Problem
Update the part of the listing starting at the line that contains "Can you see the bus side panel" and ending at the line that contains "column 1097, row 120", replacing "Drop" with "Mark" throughout. Give back only those lines, with everything else unchanged.

Dataset content
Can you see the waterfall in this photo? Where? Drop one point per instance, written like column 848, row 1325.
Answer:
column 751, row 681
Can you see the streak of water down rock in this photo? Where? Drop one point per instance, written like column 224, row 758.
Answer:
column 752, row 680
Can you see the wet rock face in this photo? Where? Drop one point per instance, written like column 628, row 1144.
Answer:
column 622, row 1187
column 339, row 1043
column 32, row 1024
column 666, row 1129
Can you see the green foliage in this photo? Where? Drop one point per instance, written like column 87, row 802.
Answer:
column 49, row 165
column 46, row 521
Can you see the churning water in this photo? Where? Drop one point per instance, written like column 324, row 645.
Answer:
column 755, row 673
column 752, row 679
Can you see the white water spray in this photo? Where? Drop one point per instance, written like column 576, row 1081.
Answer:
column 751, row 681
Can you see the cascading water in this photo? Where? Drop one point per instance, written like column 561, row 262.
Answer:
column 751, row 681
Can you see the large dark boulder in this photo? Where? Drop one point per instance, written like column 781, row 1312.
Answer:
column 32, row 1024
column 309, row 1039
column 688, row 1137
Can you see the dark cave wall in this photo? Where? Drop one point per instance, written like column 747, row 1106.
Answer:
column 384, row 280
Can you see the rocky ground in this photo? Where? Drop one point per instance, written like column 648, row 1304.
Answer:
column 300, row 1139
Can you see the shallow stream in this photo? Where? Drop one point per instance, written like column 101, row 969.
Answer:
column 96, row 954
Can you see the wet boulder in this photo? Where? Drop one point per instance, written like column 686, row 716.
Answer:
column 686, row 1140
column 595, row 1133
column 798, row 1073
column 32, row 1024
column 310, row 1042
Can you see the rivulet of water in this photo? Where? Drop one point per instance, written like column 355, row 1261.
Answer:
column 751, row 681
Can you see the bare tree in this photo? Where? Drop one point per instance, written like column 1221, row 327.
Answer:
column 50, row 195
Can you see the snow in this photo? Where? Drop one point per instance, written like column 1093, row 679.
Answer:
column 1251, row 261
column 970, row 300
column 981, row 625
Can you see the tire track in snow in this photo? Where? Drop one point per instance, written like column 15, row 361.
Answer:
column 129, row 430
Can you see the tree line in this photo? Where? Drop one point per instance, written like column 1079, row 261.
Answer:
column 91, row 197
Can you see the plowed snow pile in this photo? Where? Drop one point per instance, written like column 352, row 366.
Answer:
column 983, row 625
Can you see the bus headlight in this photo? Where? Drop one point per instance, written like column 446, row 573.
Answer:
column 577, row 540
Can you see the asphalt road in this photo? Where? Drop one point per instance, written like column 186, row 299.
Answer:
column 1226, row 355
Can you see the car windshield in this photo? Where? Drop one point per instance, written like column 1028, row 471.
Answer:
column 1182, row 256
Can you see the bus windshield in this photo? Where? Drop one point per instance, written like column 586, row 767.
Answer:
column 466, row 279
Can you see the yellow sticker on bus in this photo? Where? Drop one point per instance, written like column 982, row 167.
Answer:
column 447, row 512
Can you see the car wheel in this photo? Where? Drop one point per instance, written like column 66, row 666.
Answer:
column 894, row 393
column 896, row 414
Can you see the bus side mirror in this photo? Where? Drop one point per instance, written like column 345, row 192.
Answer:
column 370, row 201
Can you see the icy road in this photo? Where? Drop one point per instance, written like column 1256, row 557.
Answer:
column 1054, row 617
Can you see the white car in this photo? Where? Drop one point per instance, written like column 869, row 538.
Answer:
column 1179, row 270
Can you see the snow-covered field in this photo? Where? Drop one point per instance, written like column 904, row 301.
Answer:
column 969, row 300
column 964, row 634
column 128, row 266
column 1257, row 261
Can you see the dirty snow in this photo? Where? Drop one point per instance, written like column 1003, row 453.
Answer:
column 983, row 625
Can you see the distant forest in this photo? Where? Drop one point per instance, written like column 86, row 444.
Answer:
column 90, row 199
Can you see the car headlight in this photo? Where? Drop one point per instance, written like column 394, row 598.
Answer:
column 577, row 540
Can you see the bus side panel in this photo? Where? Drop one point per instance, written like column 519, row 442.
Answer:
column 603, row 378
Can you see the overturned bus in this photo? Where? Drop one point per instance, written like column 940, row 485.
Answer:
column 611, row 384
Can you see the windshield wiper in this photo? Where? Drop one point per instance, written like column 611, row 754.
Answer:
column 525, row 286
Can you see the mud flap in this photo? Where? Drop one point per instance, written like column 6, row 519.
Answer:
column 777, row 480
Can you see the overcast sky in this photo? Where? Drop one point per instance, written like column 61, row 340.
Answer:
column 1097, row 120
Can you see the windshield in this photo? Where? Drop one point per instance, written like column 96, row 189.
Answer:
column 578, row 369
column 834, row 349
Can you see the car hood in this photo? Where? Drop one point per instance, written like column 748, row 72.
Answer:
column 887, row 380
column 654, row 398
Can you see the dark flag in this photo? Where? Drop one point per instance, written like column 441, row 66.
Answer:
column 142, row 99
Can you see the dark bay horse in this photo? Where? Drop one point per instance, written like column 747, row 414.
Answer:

Worked solution
Can you see the bus side panel in this photo? Where? Mark one point per instance, written like column 519, row 442.
Answer:
column 603, row 378
Can you see the overturned bus in this photo? Where? Mark one point per instance, written like column 940, row 485.
Answer:
column 611, row 384
Can you see the windshield wiper in this photo? Where? Mark one point per instance, written like column 611, row 754.
Answer:
column 525, row 286
Can you see the mud flap in this photo? Where? Mark one point per instance, written like column 6, row 519.
Answer:
column 777, row 480
Can you see the overcast sky in this photo? Where? Mark one point per instance, written like column 61, row 340.
Answer:
column 1097, row 120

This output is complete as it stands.